## Selected extract
I have also been fortunate to work extensively with Equal Access Birmingham (EAB), the medical student-run free clinic, as one of the fundraising co-chairs. It has been so rewarding to work with and advocate for patients who are uninsured and have limited access to care. It has been really enlightening in helping me understand social determinants of health in a hands-on way; for example, how limited access to transportation can limit someone’s access to their medications for an extended period of time. My fundraising team and I worked to raise over $25,000 dollars through the EAB 5K, silent auction and miscellaneous fundraising efforts, all to help cover the costs of medications in the clinic.

My interests in health disparities and health equity led me to become part of the Health Equity Scholars program, which provides support and training for medical students who plan to work with underserved populations. I was also chair of the Public Health Interest Group. We trained students on administering naloxone through the Jefferson County Department of Health and had panel discussions on health insurance policies, nonprofit resources in Birmingham and reproductive health.

Cricket is a personal interest of yours – can you tell us about your involvement in the sport?

## Things to do
1. In the passage about Equal Access Birmingham and health equity work, how much money did the fundraising team raise?
2. Extend the passage about Equal Access Birmingham and health equity work, beginning right after its final sentence.
None of the lines of collected data are needed.

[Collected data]
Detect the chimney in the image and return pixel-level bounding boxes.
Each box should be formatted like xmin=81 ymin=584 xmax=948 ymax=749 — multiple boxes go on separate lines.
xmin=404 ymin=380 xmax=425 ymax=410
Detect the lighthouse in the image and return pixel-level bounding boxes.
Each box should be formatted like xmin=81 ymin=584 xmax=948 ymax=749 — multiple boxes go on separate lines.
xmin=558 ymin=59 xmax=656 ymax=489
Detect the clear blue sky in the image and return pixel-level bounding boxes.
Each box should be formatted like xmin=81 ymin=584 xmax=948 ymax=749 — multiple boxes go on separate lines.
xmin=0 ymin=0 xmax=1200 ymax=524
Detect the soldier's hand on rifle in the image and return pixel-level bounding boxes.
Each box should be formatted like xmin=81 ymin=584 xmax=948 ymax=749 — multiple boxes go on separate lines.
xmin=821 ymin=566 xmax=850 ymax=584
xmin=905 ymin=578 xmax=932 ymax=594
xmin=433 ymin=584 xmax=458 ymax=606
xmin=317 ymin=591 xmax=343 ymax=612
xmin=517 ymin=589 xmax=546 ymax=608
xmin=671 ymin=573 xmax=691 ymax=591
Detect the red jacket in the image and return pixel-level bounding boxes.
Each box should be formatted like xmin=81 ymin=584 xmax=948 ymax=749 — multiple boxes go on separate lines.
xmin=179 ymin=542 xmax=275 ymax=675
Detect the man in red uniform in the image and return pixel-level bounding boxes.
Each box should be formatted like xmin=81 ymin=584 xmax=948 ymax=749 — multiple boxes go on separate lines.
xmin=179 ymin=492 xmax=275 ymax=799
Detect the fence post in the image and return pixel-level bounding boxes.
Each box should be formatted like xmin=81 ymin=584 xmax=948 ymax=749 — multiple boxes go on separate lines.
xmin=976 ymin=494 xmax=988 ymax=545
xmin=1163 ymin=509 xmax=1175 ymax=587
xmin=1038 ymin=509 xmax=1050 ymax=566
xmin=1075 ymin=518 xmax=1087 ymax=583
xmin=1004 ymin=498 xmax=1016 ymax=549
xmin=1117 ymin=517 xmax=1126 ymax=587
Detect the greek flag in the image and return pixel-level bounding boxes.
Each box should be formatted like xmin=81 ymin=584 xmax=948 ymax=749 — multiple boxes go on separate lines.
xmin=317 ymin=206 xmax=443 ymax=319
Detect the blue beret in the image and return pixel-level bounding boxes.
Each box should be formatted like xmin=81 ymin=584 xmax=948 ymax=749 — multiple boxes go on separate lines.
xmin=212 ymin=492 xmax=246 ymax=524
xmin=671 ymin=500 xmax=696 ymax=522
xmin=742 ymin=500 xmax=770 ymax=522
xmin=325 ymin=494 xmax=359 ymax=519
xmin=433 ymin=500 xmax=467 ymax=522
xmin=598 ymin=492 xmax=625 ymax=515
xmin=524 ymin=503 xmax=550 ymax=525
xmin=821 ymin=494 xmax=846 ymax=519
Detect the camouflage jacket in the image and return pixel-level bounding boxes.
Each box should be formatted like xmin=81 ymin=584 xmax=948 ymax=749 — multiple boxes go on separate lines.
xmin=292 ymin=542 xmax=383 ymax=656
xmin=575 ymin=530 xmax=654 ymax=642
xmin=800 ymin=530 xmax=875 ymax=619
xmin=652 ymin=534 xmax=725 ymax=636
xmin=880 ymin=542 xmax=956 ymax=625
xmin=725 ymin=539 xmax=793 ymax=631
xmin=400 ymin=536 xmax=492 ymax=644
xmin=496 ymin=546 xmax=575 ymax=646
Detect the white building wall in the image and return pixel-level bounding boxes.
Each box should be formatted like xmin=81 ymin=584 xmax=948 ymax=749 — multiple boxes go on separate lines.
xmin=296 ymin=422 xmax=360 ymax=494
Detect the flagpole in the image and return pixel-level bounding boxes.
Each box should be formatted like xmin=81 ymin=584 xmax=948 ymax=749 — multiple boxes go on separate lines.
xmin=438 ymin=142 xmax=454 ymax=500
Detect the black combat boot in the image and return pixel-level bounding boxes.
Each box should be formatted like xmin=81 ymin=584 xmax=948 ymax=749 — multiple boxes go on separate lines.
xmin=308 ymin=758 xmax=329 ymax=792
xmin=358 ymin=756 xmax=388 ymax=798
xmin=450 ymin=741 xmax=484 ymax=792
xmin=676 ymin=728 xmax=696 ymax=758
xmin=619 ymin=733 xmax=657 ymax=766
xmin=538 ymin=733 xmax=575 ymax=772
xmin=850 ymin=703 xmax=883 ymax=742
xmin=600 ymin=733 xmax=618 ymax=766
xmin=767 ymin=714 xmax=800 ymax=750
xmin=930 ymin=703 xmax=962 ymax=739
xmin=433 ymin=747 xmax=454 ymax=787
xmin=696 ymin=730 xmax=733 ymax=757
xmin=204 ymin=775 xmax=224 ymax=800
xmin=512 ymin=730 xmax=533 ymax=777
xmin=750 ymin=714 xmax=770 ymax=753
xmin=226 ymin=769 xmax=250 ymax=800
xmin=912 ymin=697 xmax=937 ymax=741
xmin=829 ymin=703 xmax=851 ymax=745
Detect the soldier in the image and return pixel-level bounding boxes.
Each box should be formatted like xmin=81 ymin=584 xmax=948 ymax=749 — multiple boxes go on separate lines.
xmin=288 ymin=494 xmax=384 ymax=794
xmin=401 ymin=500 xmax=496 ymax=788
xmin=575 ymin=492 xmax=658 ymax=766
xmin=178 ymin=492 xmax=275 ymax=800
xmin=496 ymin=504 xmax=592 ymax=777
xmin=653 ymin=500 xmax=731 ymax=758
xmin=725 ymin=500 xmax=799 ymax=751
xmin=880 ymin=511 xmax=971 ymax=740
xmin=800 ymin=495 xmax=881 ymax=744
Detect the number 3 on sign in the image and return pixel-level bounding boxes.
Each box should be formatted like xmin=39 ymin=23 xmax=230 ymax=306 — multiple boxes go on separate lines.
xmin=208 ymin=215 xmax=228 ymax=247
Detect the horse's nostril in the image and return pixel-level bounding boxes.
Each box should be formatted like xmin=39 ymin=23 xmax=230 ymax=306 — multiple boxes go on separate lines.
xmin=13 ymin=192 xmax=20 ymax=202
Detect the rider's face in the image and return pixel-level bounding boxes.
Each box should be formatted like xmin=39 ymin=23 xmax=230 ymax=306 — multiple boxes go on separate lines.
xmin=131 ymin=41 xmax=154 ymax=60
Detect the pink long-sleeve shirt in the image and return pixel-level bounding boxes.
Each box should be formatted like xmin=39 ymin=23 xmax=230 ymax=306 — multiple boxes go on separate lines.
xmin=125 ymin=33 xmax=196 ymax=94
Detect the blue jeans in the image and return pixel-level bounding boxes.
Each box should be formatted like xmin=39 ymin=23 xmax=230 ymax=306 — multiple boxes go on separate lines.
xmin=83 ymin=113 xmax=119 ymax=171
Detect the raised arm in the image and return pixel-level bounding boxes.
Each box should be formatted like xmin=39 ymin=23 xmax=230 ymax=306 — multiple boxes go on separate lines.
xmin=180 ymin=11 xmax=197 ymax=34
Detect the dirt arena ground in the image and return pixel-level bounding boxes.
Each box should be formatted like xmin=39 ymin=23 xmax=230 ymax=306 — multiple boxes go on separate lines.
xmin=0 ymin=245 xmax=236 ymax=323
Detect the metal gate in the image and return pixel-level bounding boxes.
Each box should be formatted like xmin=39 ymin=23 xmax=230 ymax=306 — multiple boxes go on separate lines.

## Per-task answers
1. Over $25,000.

2.
My friends might say cricket is an obsession rather than an interest. I was introduced to the sport when I was growing up in Pakistan and, like many others, played on the streets and at family get-togethers. When I moved to Trussville, there were not many Southeast Asian families and I felt I had to forego the cultural interests that were important to me, especially cricket, to fit in. When I went to Vanderbilt, I was pleasantly surprised that there was a club cricket team and I signed up instantly. I played all four years of undergrad and created great memories with lifelong friends and mentors. With such a positive experience, I knew cricket would be something I would take with me in my life and when I entered medical school, I joined the UAB team and we have been playing for the local league for the past few years.

Cricket has always been so much more to me than a sport – don’t get me wrong I am competitive and like to win – but it is the shared cultural identity and the relationships I have fostered over the years with my teammates that I value so highly and have guided me through different obstacles in life. Upon entering medical school, there is always a lot of fear about maintaining wellness and hobbies. While I am not as heavily involved as I was in undergrad, the curriculum at UAB has allowed me to continue these interests.

What does being named the Sara Crews Finley Leadership Scholar mean to you?

Learning about Dr. Sara Crews Finley and her legacy, what resonated with me was the unrelenting combination of excellence, perseverance and prioritizing the community. At a time when there were not many female physicians, much less female physician-scientists, Dr. Finley broke the glass ceiling and paved the way for others to follow. This must not have come without challenges but in spite of that, she carried on and excelled in caring for patients and conducting genetics research that had a significant impact for future generations.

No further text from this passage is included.